Dataset items:
*****

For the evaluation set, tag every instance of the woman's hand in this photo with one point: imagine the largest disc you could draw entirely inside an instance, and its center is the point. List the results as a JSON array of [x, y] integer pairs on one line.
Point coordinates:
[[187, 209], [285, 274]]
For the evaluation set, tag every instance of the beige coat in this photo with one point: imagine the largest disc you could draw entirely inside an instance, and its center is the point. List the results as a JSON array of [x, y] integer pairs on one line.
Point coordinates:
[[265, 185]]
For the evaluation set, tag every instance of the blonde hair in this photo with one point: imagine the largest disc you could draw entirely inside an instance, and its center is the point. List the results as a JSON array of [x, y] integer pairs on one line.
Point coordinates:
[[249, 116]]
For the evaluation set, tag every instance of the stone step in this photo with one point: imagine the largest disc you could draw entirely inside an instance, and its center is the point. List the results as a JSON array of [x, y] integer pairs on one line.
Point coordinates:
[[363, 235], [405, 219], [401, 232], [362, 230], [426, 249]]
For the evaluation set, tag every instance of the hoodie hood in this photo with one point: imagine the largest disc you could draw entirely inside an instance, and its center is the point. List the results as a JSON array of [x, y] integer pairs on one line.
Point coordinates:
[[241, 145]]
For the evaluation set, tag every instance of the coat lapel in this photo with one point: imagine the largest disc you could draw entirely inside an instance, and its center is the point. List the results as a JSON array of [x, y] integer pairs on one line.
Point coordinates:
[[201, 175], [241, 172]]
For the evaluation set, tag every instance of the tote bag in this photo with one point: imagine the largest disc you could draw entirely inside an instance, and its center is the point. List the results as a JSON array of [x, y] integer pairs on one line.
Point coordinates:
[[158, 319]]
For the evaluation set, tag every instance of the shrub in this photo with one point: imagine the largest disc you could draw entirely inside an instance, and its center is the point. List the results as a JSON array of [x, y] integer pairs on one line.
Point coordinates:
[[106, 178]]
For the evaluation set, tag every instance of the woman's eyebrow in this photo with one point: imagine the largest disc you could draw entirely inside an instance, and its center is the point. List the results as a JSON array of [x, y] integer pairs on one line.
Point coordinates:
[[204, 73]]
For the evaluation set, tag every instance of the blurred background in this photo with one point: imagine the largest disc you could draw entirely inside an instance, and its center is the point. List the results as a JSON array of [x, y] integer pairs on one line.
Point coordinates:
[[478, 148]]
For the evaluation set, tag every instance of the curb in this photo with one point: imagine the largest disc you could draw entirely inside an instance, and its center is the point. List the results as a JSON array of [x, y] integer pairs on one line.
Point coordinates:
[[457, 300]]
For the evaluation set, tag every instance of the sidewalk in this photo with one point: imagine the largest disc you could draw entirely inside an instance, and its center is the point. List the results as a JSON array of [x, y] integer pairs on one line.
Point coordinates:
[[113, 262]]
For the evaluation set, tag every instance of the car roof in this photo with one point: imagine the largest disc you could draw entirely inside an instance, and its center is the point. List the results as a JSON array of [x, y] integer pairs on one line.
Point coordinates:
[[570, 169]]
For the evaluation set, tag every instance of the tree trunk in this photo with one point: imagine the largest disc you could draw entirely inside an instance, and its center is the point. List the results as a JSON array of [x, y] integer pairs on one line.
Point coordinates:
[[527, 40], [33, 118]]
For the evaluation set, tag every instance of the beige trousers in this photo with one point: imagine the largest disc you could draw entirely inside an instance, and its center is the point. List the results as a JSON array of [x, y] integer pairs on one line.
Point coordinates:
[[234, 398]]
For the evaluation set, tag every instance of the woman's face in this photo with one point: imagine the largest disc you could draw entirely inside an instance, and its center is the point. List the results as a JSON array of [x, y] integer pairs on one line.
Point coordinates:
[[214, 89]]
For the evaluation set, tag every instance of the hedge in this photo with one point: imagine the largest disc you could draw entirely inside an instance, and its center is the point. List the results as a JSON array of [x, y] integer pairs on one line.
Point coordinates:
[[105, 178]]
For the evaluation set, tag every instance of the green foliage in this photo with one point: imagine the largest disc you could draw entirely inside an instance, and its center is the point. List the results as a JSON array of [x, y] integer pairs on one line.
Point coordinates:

*****

■ REQUIREMENTS
Your task is to transcribe the material exactly.

■ SOLUTION FOR THIS EXERCISE
For the evaluation set, tag every instance of the woman's hand in this photo with one point: imagine the largest disc you could draw entirely inside an instance, and its center is the point. List the results as a JSON array of [x, y] integer pairs on one line.
Point coordinates:
[[187, 209], [285, 274]]
For the evaluation set, tag every instance of the beige coat in this photo with one point: imagine the largest disc you could draw entirely inside an instance, and its center is the point. List the results as a JSON array of [x, y] integer pairs on one line.
Point coordinates:
[[265, 185]]
For the evaluation set, tag every instance of the blonde hair in this photo with one point: imagine the largest disc you could draw entirely inside an instance, and its center is the point. List the results as a JSON array of [x, y] integer pairs on one line.
Point coordinates:
[[249, 116]]
For the evaluation set, tag every instance of the stone step in this photo with one point: imagine the largest disc you could draw entirely inside an instance, and its center is the point. List the results as a JSON array of [x, y] integer pairs on one line.
Point coordinates:
[[363, 235], [405, 219], [401, 232], [362, 230], [426, 249]]
For the evaluation set, tag every instance of the hoodie hood in this photo with one point: imagine the largest disc you could draw entirely inside an instance, and its center is the point. List the results as a JSON array of [x, y] integer pairs on one line.
Point coordinates:
[[241, 145]]
For the evaluation set, tag every instance of the coat lapel in this photo with one point: imagine the largest disc you could draw entirely inside an instance, and its center is the point. List the results as a JSON array of [x, y] integer pairs on one line.
Point coordinates:
[[201, 175], [241, 172]]
For the evaluation set, tag every instance of the tote bag in this photo with one point: imagine the largest disc you could draw entirely inside an instance, and its center is the point. List the results as a JSON array of [x, y] integer pairs on one line.
Point coordinates:
[[158, 319]]
For the evaluation set, tag every instance of the shrub in this photo with one point: imagine the largest disc you could draw entirely inside an instance, and its center is the point. List the results as a JSON array of [x, y] integer pairs on one line.
Point coordinates:
[[106, 178]]
For the evaluation set, tag every instance of the woman's eyebrow in this photo with one point: imagine the largest disc you could draw entirely inside an instance, and its center is the point. List the results as a JSON array of [x, y] integer pairs on one line.
Point coordinates:
[[204, 73]]
For the evaluation set, tag every instance of the blurred background in this photo with one point: imagine the largest disc you could draw entirely inside an instance, and its center is the point. List the results as a JSON array of [x, y] integer pairs on one line.
Point coordinates:
[[478, 148]]
For the evaluation set, tag every instance of the curb in this photo with one point: imagine the largest disc you could draw entirely inside an instance, and its center is the point. List the results as a JSON array of [x, y] integer pairs on one line.
Point coordinates:
[[457, 300]]
For the evaluation set, tag every instance of the sidewalk in this photo with one point: imagine the largest disc you could draw entirely inside an instance, and its center is the point. List the results as a JSON array of [x, y] integer pairs on one line.
Point coordinates:
[[113, 262]]
For the evaluation set, tag every instance of the car roof in this photo with one point: imagine the largest disc you could draw entirely inside an instance, and its center is the point. List the results as a JSON array of [x, y] integer pairs on one line.
Point coordinates:
[[570, 169]]
For the evaluation set, tag every instance of the tree trunk in this photo with one point: imagine the largest disc you could draw entirely inside an instance, and its center is the point. List the results as a JSON array of [x, y] integer pairs on one line.
Point coordinates:
[[527, 40], [33, 118]]
For the evaluation set, tag every instance of the beige trousers in this photo with one point: imagine the largest disc you could draw entirely inside an instance, and its center is the point. List the results as a JSON array of [x, y] integer pairs on one line.
Point coordinates:
[[234, 398]]
For the evaluation set, tag every instance of the woman's face in this photo with one point: imagine the largest disc you could draw entirely inside an instance, and its center is the point. List the results as a JSON array of [x, y] integer pairs on one line.
Point coordinates:
[[214, 89]]
For the evaluation set, tag every instance of the hedge in this photo with one point: imagine the largest disc you could draw entirely inside an instance, and its center is the point. List the results as a JSON array of [x, y] integer pairs on one line.
Point coordinates:
[[105, 178]]
For the evaluation set, tag every instance of the green foliage in this photo with one point: imagine the largest disc you could draw entirely inside an instance, and its center is the point. List the results as a JSON array of [x, y] integer pairs on one line.
Point coordinates:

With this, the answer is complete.